Copy word for word, and only, the lines below from the one with "forearm in the photo above." through the last.

(Dataset entries)
□ □ □ □ □ □ □

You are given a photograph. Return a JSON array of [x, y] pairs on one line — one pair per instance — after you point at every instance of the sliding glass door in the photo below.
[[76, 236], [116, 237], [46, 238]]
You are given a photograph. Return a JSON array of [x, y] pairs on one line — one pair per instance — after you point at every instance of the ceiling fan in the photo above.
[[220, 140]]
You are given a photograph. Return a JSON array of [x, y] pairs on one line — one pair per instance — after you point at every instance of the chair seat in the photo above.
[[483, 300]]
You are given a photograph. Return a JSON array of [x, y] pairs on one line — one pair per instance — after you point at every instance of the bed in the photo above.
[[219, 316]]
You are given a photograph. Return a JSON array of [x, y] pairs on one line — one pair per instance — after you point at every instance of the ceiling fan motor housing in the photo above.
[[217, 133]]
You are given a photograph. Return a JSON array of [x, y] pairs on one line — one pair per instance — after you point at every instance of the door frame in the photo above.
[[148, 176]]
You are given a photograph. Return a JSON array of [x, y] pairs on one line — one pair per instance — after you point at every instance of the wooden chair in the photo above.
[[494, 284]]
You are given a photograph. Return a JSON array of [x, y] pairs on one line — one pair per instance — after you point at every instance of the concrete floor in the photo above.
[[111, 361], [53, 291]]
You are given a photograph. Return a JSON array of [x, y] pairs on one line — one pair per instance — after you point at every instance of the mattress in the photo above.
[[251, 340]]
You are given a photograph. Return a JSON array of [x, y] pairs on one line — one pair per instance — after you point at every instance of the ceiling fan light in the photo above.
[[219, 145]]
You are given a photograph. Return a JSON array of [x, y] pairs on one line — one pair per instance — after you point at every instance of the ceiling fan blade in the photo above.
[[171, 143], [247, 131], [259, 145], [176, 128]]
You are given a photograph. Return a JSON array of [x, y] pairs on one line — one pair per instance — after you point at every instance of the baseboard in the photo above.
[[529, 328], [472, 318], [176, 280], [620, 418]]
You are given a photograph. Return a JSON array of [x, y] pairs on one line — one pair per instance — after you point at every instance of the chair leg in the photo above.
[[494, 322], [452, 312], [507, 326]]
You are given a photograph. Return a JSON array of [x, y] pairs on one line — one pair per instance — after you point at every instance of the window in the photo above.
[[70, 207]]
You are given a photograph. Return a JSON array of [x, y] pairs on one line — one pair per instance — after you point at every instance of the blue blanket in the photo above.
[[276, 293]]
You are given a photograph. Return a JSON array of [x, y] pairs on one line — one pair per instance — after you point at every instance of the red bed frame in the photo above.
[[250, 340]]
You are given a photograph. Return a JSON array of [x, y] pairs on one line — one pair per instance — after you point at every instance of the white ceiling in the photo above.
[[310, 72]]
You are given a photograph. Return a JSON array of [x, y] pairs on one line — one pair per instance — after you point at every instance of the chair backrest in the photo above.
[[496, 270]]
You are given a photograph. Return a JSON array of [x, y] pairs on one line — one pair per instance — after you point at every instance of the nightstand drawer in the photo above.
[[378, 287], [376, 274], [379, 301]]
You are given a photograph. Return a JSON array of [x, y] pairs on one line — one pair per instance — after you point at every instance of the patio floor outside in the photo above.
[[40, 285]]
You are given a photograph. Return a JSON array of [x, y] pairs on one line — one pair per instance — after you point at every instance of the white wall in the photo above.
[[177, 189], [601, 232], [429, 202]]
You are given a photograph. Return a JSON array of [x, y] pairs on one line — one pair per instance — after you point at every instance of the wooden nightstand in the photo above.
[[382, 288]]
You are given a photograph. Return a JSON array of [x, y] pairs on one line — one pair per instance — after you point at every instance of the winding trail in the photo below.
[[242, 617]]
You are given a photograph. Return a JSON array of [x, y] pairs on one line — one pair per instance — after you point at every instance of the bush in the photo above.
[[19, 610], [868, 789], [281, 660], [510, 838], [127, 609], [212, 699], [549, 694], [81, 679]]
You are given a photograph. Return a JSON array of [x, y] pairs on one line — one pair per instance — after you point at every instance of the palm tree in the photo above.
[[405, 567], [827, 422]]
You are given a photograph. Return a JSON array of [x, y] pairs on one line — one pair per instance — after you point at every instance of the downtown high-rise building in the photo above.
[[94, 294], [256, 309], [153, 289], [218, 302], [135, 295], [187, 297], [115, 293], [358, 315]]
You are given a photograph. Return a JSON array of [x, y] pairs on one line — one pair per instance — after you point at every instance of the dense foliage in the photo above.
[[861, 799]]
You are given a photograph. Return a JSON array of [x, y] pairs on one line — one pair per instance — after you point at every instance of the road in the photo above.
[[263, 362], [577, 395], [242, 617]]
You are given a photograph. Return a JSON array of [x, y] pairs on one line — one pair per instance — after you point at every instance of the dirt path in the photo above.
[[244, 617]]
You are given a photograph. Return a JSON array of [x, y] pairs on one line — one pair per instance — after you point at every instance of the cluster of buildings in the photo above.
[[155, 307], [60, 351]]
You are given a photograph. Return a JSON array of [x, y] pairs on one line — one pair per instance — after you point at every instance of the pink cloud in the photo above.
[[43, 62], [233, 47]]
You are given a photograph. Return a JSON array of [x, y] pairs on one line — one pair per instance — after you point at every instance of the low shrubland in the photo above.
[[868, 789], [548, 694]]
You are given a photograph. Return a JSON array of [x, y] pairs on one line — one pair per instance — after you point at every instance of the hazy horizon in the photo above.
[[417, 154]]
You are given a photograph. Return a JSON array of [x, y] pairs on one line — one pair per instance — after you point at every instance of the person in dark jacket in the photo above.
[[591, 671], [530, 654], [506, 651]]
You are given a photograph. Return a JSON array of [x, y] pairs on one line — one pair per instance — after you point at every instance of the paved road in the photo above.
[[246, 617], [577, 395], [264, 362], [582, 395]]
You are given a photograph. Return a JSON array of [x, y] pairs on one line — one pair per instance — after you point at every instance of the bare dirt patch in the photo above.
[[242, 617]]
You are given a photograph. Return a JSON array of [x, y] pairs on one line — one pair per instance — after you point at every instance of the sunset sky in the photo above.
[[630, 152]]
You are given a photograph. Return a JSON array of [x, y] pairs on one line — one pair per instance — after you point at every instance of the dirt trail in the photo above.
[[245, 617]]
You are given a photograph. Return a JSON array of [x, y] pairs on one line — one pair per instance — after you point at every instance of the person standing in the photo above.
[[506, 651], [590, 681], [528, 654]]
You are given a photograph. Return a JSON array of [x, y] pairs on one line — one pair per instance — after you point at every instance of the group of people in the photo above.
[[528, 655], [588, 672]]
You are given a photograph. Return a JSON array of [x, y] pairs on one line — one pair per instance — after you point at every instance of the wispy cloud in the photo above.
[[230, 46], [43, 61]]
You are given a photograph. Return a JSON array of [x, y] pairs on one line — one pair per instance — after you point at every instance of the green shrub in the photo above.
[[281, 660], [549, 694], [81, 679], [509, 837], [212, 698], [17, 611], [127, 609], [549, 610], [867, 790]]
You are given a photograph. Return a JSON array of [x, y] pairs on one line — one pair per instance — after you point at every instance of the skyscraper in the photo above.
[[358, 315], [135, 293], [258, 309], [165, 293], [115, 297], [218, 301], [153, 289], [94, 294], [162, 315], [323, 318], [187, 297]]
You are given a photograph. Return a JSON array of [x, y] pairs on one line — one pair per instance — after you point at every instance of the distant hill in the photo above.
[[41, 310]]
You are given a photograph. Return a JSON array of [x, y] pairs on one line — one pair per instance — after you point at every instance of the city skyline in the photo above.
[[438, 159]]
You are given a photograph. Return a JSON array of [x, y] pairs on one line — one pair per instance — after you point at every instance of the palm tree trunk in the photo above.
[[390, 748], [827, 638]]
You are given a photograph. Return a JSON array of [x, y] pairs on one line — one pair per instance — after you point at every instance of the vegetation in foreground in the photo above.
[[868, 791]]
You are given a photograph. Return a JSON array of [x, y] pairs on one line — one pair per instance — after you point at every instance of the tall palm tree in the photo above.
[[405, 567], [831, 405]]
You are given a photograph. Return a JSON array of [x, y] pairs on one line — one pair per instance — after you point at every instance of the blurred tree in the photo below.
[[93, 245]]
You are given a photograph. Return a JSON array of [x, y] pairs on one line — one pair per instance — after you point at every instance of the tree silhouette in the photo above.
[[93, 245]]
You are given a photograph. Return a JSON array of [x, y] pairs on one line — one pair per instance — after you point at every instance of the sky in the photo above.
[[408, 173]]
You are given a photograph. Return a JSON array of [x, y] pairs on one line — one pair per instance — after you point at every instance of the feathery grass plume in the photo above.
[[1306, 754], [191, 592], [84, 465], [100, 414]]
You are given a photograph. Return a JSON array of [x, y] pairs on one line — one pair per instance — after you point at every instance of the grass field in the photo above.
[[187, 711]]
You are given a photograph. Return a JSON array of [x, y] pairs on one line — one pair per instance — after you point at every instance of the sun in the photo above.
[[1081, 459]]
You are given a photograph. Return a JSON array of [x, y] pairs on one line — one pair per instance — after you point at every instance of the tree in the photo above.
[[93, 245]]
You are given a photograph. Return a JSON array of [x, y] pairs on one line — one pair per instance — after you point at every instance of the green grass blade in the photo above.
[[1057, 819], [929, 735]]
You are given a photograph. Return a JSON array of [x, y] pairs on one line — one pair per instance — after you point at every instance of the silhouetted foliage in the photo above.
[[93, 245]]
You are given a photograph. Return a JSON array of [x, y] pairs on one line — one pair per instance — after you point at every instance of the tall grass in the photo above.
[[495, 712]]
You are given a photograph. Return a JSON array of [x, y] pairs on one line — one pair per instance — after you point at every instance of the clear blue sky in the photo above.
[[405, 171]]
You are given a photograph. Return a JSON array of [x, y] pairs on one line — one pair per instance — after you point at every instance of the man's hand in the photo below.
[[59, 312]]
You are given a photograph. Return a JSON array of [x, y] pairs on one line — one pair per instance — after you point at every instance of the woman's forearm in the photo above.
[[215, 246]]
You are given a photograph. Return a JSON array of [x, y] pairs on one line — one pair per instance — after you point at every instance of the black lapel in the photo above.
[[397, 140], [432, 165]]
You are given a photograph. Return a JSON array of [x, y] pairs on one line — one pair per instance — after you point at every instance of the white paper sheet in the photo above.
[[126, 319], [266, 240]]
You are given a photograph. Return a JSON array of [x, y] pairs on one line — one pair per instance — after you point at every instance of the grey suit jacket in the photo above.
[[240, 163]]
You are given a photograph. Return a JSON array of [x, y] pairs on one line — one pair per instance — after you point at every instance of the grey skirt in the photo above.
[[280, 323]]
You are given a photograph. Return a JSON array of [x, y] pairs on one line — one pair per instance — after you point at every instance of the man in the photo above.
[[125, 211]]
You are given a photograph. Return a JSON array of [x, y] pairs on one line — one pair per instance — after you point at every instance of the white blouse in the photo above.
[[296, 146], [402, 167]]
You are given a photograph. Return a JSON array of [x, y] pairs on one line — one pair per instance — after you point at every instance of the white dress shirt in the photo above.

□ □ □ □ □ □ □

RESULT BELOW:
You are given a photograph. Return a JSON array of [x, y] pairs on one line — one pair per instance — after you point at every instance of the woman's forearm in the photo above.
[[215, 246]]
You are given a photograph. Return a JSON array of [x, y] pairs on one line — one pair per instance — after you point at every instance of the black lapel in the photo above.
[[397, 140], [432, 165]]
You are given a photograph. Return a JSON array of [x, y] pairs on one line — one pair per instance — after you point at every instance of the white paper sheet in the photo above.
[[126, 319], [266, 240]]
You are given a photograph. Return a JSON array of [x, y] pairs on one line — one pair per instance — after you point at every instance of the grey suit jacket in the photo above.
[[240, 163]]
You are given a photograph. Return a JSON array of [x, y] pairs on one line — one pair per instance — after you point at every instance of the grey skirt in the photo above.
[[280, 323]]
You are given a photograph. Return a JSON array of [x, y] pairs on one line — one pair per instance — after you point at every instance of the man in the photo above.
[[125, 211]]
You are given a photograph. Return a JSON array of [x, y] pairs on one line — one pair per instance — after you point at every instance of the white blouse in the photo above.
[[296, 146], [402, 167]]
You are given a photograph. Return a JSON array of [x, y] pairs on one line — one pair per instance — after you point at every instance of the white dress shirt in the photo above.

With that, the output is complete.